Opposite Is Not Different

February 21, 2026 · 9 min read

A standard assumption in contrastive learning holds that pushing negative pairs to cosine similarity $-1$ achieves “maximal difference.” This is wrong, and the cost has been substantial.

Two unit vectors $\mathbf{u}, \mathbf{v}$ with $\cos\theta(\mathbf{u}, \mathbf{v}) = -1$ are antiparallel — $\mathbf{v} = -\mathbf{u}$ — and antiparallel means linearly dependent. They span a single one-dimensional subspace; knowing $\mathbf{u}$ determines $\mathbf{v}$ exactly. In every algebraic, geometric, and information-theoretic sense they are the same direction with a sign flip. Two vectors at $\cos = -1$ are not different. They are redundant.

The correct geometry of difference is orthogonality. Vectors with $\cos\theta = 0$ are linearly independent: their span has dimension two, the projection of one onto the other is zero, and neither can be reconstructed from the other. Orthogonality is where genuinely new information lives.

The rest of this post makes the consequence concrete. CLIP’s InfoNCE loss implicitly targets opposition; SigLIP’s sigmoid loss equilibrates at orthogonality; cross-entropy classification has always targeted orthogonality; the simplex packing result tells us why every multi-class problem above $n = 2$ should be reaching for orthogonality rather than opposition. The cosine scale has three landmarks, not two — and the field spent years engineering around the missing landmark.

The cosine scale has three landmarks

The standard mental model puts cosine similarity on a single axis from $+1$ (“most similar”) to $-1$ (“most different”). That model is missing the structure of vector spaces. Three points on the scale are qualitatively different:

$\cos\theta$	Algebraic status	Information content
$+1$	Parallel (same direction)	Maximally redundant
$-1$	Antiparallel (opposite direction)	Maximally redundant (sign-flipped)
$\phantom{-}0$	Orthogonal (perpendicular)	Zero shared information

The “difference” axis runs from $\pm 1$ (dependent) to $0$ (independent), not from $+1$ to $-1$ .

snap to:

drag the green vector tip

θ—

cos θ—

cos²θ—

1 − cos²θ—

dim span(u, v)—

—

Drag the green tip around the unit circle. When v lines up with ±u (cos θ = ±1), the span of (u, v) collapses to a single line — the two vectors are linearly dependent. Anywhere else, the span fills the plane and the dimension is 2. The two cases that look 'most different' on the cosine axis (the parallel and antiparallel snap-points) are the two cases where the span is degenerate. Orthogonality is the configuration that actually carries new information.

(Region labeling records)
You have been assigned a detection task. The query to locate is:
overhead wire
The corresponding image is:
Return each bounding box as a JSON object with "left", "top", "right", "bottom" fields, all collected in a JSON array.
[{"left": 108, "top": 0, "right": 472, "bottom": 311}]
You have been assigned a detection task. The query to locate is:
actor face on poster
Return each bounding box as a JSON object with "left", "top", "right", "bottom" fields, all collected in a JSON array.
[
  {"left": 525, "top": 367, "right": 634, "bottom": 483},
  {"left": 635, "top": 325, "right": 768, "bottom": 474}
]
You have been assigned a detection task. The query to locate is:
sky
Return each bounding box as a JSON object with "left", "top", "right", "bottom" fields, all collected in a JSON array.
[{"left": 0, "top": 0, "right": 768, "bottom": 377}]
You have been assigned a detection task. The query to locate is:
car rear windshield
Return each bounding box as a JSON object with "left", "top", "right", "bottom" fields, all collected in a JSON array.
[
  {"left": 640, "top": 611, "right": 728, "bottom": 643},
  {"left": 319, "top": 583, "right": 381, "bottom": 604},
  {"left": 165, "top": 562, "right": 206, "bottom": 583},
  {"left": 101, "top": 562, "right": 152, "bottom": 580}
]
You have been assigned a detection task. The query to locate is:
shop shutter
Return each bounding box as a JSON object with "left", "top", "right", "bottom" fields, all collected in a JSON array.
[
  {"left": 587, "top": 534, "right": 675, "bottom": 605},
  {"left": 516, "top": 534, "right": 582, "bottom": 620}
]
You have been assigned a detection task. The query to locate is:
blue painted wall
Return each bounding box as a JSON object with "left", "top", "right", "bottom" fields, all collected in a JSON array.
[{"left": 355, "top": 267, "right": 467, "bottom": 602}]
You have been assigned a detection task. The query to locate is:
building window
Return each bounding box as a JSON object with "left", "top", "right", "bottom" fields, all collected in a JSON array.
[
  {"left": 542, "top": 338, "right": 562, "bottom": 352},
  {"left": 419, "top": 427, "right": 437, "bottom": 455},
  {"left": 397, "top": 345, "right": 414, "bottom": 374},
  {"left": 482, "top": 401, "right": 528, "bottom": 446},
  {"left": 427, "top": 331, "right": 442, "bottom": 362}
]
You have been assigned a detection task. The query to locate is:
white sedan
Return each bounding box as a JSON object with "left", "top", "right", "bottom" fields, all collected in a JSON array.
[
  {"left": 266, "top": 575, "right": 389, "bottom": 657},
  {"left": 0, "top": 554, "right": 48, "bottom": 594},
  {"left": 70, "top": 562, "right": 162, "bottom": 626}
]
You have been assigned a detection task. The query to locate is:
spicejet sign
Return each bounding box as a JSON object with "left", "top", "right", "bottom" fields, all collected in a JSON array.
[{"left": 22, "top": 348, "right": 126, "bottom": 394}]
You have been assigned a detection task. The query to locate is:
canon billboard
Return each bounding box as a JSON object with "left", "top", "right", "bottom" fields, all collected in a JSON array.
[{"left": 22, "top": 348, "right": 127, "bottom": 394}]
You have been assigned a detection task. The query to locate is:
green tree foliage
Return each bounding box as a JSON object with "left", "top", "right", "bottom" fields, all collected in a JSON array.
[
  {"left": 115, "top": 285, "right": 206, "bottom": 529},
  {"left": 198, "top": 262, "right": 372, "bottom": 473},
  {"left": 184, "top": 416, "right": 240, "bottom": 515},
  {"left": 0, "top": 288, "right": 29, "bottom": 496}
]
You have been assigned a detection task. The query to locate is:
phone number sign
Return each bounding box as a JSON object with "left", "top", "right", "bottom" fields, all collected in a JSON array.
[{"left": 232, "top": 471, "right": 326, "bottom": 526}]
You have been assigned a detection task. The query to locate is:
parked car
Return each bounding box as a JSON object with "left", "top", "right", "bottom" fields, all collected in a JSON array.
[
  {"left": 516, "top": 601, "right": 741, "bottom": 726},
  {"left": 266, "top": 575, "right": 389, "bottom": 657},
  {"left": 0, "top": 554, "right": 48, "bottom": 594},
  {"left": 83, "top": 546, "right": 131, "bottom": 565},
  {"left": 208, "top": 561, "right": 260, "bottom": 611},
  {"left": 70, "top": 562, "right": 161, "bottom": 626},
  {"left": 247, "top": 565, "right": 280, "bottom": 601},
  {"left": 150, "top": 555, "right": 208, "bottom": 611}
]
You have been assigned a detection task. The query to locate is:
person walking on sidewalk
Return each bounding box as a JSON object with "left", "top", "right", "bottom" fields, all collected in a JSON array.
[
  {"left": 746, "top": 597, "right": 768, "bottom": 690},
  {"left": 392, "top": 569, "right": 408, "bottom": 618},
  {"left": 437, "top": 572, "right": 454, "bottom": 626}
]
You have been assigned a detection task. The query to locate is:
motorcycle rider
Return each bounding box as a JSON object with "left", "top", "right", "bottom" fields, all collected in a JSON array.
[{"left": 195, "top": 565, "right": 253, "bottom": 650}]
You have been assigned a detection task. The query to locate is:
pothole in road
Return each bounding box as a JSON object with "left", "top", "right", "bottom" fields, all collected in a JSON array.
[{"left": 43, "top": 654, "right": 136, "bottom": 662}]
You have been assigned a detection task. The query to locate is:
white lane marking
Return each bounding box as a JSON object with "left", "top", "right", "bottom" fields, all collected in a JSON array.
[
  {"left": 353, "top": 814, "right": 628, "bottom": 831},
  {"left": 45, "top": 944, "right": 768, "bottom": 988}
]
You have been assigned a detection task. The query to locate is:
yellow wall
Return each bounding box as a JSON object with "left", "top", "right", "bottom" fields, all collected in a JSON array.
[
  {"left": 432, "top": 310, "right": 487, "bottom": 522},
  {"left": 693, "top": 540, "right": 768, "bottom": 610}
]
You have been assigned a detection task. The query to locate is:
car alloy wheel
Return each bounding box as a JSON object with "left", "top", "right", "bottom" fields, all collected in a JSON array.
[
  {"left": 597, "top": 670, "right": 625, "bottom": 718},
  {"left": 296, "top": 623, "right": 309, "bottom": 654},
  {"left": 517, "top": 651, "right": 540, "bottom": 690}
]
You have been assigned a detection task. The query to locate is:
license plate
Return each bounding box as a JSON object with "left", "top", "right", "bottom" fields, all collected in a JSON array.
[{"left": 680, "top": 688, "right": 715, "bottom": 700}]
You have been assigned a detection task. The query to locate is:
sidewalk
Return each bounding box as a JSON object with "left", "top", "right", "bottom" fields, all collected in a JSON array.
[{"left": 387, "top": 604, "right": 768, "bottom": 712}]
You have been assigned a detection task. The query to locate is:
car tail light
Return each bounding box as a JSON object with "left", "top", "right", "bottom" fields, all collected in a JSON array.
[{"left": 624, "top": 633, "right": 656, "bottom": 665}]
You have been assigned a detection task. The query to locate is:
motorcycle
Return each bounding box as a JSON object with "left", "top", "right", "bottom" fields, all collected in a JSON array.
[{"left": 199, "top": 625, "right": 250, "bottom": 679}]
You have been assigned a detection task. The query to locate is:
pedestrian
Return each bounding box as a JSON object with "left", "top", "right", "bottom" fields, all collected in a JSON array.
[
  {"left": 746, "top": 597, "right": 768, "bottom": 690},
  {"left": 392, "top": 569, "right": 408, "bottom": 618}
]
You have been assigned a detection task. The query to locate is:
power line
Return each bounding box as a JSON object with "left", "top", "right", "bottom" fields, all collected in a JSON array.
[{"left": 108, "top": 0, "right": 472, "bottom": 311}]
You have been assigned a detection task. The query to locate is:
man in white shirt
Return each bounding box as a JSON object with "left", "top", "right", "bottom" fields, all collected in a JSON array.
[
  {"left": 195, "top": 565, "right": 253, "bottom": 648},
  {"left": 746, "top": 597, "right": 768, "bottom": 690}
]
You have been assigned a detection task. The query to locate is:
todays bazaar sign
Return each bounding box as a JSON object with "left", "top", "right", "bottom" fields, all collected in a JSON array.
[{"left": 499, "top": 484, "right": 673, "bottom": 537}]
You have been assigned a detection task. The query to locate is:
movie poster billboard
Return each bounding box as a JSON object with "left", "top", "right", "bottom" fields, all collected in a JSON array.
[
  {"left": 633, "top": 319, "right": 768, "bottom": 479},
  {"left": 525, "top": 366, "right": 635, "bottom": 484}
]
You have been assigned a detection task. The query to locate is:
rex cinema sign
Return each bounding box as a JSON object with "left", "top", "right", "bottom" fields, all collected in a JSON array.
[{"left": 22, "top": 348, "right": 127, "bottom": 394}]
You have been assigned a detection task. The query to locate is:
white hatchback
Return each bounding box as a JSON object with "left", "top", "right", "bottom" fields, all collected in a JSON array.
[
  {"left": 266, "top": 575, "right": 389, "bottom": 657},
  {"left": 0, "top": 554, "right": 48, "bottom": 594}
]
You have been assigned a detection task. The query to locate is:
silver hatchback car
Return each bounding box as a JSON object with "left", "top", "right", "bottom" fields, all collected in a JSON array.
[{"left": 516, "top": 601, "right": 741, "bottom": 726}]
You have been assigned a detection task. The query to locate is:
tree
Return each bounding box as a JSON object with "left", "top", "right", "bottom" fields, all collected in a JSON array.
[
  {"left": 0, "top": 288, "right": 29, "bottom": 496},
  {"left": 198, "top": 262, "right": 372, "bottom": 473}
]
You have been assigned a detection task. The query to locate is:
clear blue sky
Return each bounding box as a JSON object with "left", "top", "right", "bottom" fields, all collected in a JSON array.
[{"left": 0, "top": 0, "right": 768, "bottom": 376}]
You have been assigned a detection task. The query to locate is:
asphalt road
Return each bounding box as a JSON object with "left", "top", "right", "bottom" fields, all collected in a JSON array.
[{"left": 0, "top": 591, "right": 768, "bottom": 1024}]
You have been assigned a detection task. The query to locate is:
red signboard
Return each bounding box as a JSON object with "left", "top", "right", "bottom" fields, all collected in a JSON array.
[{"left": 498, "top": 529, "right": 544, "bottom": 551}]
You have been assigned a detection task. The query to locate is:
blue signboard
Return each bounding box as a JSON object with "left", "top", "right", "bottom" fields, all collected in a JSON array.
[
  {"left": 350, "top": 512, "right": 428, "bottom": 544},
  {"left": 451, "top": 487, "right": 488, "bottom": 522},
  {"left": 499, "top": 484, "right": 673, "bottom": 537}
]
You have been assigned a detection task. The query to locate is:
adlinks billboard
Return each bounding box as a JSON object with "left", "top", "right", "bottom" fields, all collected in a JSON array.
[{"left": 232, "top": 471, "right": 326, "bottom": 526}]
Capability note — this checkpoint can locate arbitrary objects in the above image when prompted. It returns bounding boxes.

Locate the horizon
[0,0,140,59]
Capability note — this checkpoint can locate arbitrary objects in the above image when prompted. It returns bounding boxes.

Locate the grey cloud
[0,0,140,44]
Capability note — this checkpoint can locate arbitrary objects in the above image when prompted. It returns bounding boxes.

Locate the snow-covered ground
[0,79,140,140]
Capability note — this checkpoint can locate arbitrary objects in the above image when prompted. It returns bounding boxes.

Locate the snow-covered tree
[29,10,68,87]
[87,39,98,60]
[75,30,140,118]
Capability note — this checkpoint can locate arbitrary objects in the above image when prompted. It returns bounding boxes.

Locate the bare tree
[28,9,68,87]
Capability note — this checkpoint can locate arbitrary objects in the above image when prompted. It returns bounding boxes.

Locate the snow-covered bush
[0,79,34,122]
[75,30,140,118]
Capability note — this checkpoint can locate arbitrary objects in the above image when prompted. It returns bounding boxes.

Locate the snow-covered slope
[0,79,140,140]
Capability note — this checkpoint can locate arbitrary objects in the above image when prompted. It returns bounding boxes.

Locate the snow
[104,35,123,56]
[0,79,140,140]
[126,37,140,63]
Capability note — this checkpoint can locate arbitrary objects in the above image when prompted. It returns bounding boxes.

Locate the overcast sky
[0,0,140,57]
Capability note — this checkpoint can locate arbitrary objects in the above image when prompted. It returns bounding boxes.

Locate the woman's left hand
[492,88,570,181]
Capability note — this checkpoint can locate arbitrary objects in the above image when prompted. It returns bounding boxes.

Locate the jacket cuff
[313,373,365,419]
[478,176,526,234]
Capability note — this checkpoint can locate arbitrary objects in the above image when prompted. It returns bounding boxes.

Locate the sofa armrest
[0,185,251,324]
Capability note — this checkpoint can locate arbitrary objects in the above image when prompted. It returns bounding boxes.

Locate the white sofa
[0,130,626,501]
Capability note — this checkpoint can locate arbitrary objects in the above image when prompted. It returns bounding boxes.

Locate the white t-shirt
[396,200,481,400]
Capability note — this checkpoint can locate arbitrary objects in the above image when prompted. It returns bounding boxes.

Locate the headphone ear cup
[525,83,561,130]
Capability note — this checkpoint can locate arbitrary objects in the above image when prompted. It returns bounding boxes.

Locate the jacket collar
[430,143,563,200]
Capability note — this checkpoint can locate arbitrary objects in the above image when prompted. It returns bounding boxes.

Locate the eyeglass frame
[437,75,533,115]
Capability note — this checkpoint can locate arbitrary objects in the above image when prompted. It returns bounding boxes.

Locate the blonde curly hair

Required tasks>
1. According to the post on cosine similarity, at what geometry does SigLIP's sigmoid loss equilibrate?
2. Please extract every line of the records that contains the word "blue".
The text and the records were taken from unrelated sources.

Task-by-task solutions>
1. Orthogonality.

2.
blue painted wall
clear blue sky
blue signboard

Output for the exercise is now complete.